**Extracted data entries**

┏━━

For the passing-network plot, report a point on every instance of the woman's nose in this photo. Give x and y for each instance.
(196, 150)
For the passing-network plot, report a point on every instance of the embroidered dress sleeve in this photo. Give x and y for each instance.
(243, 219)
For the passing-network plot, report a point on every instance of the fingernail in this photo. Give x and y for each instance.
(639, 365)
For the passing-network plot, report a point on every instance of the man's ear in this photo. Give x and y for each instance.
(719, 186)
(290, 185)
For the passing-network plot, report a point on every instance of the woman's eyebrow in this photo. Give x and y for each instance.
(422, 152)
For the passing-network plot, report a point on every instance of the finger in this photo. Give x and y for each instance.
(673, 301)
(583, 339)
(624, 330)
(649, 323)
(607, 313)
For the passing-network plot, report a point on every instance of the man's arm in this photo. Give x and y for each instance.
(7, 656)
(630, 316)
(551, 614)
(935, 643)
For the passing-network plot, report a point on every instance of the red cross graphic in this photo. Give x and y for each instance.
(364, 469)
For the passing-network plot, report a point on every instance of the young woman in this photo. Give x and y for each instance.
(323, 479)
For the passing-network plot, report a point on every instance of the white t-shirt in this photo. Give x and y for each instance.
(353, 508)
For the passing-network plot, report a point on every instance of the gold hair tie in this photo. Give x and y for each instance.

┗━━

**GOAL OF THE EXERCISE**
Quote every line of the data, word for word.

**RESPONSE FOR THIS EXERCISE**
For the passing-network plot, report a point on every instance of the woman's nose in this photo. Give x and y for each instance.
(196, 150)
For the passing-network plot, report a point on every instance of the embroidered dress sleeve in this photo. Give x and y for each instance.
(243, 219)
For the passing-network plot, report a point on every instance of the fingernail in this photo. Give x and y for each instance.
(639, 365)
For the passing-network plot, report a point on every instance of the man's ear in this photo. Give x and y for each instance.
(719, 186)
(290, 185)
For the passing-network plot, report a point on every instance of the woman's eyebrow in this photo. Give x and y for each instance.
(422, 152)
For the passing-network plot, report a point on every instance of the finger in this photo. Give x and y for each instance.
(673, 301)
(583, 339)
(624, 330)
(649, 323)
(607, 313)
For the passing-network plot, report a point on every instance of the man's arm in this photo. Give x and y for each instance.
(7, 656)
(630, 316)
(551, 614)
(935, 643)
For the passing-network plot, report a point on every instance of the red cross graphic in this photo. Give x and y for each instance.
(364, 469)
For the passing-network plot, report a point on every instance of the young woman in this photo. Give x and y for each instance.
(323, 479)
For the passing-network plot, report a point on every instance of the white t-shirt in this photo. Give x and y for each instance.
(353, 508)
For the passing-network plot, report a point on every instance of the gold hair tie in this photo. Give x and y for each instance.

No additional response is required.